● **What this task involves**
Output the entries word for word. Omit images.

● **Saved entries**
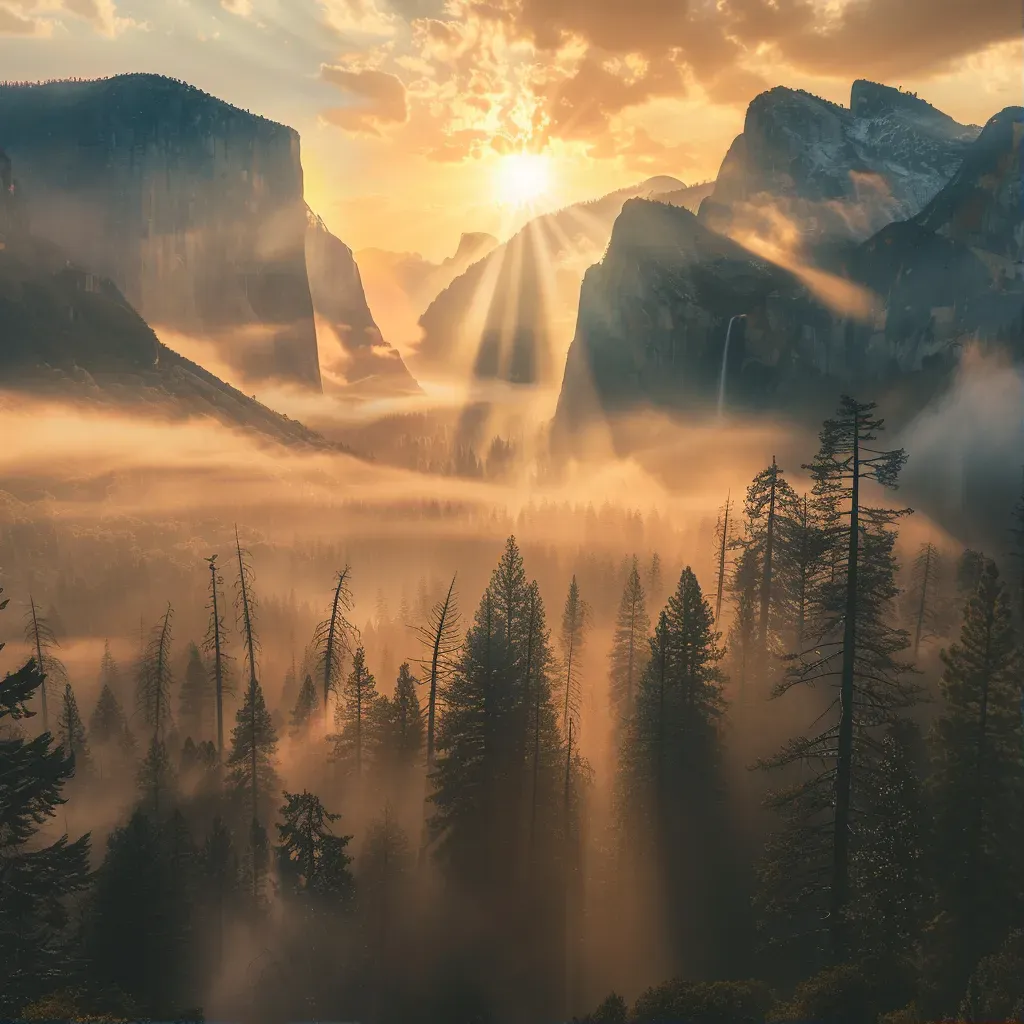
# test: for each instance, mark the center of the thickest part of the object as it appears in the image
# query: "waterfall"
(725, 359)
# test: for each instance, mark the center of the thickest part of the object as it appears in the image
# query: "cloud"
(378, 98)
(14, 24)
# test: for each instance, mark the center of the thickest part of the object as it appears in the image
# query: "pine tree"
(354, 718)
(853, 652)
(305, 708)
(41, 638)
(497, 796)
(157, 779)
(629, 647)
(139, 924)
(744, 587)
(926, 574)
(109, 727)
(110, 672)
(573, 633)
(333, 638)
(215, 646)
(36, 880)
(252, 778)
(153, 688)
(978, 778)
(313, 862)
(723, 541)
(440, 638)
(71, 734)
(669, 785)
(195, 696)
(654, 582)
(403, 738)
(892, 882)
(219, 868)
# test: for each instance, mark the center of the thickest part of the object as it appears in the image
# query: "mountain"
(68, 332)
(192, 207)
(954, 270)
(680, 317)
(400, 286)
(835, 172)
(353, 353)
(195, 210)
(510, 315)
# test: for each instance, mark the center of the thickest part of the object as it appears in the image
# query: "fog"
(108, 515)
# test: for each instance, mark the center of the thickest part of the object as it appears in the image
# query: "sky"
(410, 110)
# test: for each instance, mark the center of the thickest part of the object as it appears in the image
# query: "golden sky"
(406, 108)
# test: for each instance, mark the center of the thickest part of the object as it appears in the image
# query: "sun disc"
(523, 178)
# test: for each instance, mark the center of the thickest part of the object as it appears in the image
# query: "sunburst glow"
(523, 178)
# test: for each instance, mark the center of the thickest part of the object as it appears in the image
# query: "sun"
(523, 178)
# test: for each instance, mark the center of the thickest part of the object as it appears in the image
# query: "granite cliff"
(192, 207)
(836, 172)
(510, 314)
(678, 316)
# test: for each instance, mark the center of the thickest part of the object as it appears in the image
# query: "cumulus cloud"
(376, 98)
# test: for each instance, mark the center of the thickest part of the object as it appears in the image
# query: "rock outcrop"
(835, 172)
(353, 354)
(510, 315)
(192, 207)
(653, 326)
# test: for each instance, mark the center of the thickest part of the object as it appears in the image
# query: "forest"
(793, 794)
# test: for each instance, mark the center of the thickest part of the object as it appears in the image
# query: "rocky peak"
(837, 172)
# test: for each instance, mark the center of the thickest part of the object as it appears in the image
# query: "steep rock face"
(192, 207)
(69, 333)
(654, 314)
(352, 350)
(400, 286)
(954, 271)
(510, 315)
(835, 171)
(654, 317)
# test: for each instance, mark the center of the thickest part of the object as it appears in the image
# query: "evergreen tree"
(892, 883)
(670, 785)
(40, 635)
(629, 646)
(853, 653)
(497, 798)
(803, 549)
(654, 582)
(153, 688)
(71, 734)
(978, 778)
(925, 582)
(313, 862)
(744, 586)
(215, 646)
(195, 697)
(305, 708)
(441, 641)
(110, 672)
(36, 879)
(404, 722)
(157, 779)
(139, 925)
(572, 636)
(252, 778)
(332, 641)
(970, 567)
(723, 542)
(354, 718)
(109, 725)
(219, 871)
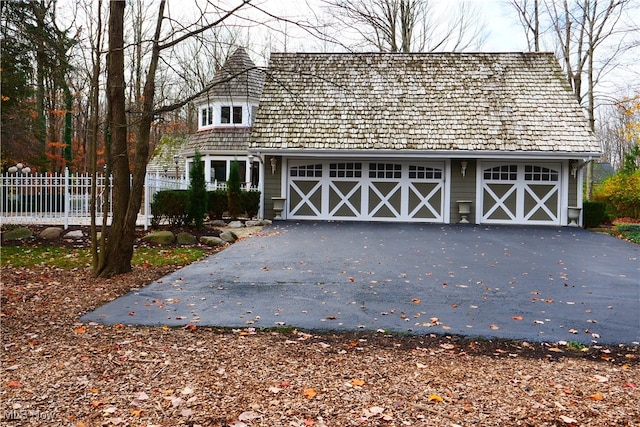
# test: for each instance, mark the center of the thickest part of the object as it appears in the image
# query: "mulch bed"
(57, 371)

● **Response area**
# test: for each instance, mark the center of the thickest part of the object as it appears in the image
# query: "waterfall"
(725, 359)
# test: for each instance, mark the center of the thickest part of the object as it appears in the image
# query: "cloud"
(378, 98)
(14, 24)
# test: for each instance, mark the center of the thickest part of the object as it appears in the image
# query: "pine tree"
(354, 718)
(853, 652)
(305, 708)
(41, 638)
(497, 796)
(157, 779)
(629, 647)
(139, 924)
(744, 587)
(926, 574)
(109, 727)
(110, 672)
(573, 633)
(333, 638)
(215, 646)
(36, 880)
(252, 778)
(153, 688)
(978, 778)
(313, 862)
(723, 541)
(440, 638)
(71, 734)
(669, 785)
(195, 696)
(654, 582)
(403, 738)
(892, 882)
(219, 868)
# test: for each instance, mark the center of the thickest part of the object as it appears in the image
# query: "mountain"
(68, 332)
(192, 207)
(954, 270)
(680, 317)
(400, 286)
(835, 172)
(353, 353)
(195, 210)
(510, 315)
# test: for each instance, mark the center of the thickest part of the object as it appears in the image
# query: "fog"
(108, 515)
# test: for each instance, mark the center of the thickest part of the object as it appears in the image
# query: "sky"
(410, 110)
# test: for each instance, mark the center of the thickest part of the object as it appears in the image
# query: "golden sky"
(406, 108)
# test: for each instance, mark the center of the thickest part of the object as it appears in the image
# query: "sun disc"
(523, 178)
# test: for each instance, mark the center of the thickest part of the object as it appears in the image
# query: "sunburst glow"
(523, 178)
# test: for each instance, mark the center of the thickest part of the object as it appears in the image
# query: "sun"
(523, 178)
# test: for each instance, mark the center of the thickest part of the object as it appears in the image
# query: "granite cliff"
(192, 207)
(836, 172)
(510, 314)
(678, 316)
# test: for each instance, mark the center of the thickest part of the object as it appears in the image
# query: "cumulus cloud"
(376, 98)
# test: for each instance, mark the center of the thickest part of the object as it appears in the image
# query: "rock outcrop"
(835, 172)
(353, 354)
(510, 315)
(192, 207)
(653, 326)
# test: for each instance, mark the center of the thickest part of the object as it appears in the image
# query: "forest"
(793, 794)
# test: for each instance, mark the center of the thickest part of the object as it appears in the image
# query: "rocky peak"
(837, 172)
# test: for each instance, mark the center of the thickest part of the object as it appears in the image
# query: "steep rock face"
(192, 207)
(69, 333)
(654, 314)
(352, 350)
(400, 286)
(954, 271)
(510, 315)
(835, 171)
(654, 317)
# test: for each instance, mark the center of the thickest part of the object as it appears in the image
# query: "evergreen tree"
(892, 883)
(670, 785)
(40, 635)
(629, 646)
(853, 653)
(497, 798)
(803, 549)
(654, 582)
(153, 688)
(71, 734)
(978, 778)
(925, 582)
(313, 862)
(744, 586)
(215, 646)
(195, 697)
(305, 708)
(441, 641)
(110, 672)
(36, 879)
(404, 722)
(157, 779)
(139, 925)
(572, 636)
(252, 778)
(332, 641)
(970, 567)
(723, 542)
(354, 718)
(109, 725)
(219, 871)
# test: for each instance, mark the center of the thickest part of the object as it appears in the image
# query: "mulch bed"
(57, 371)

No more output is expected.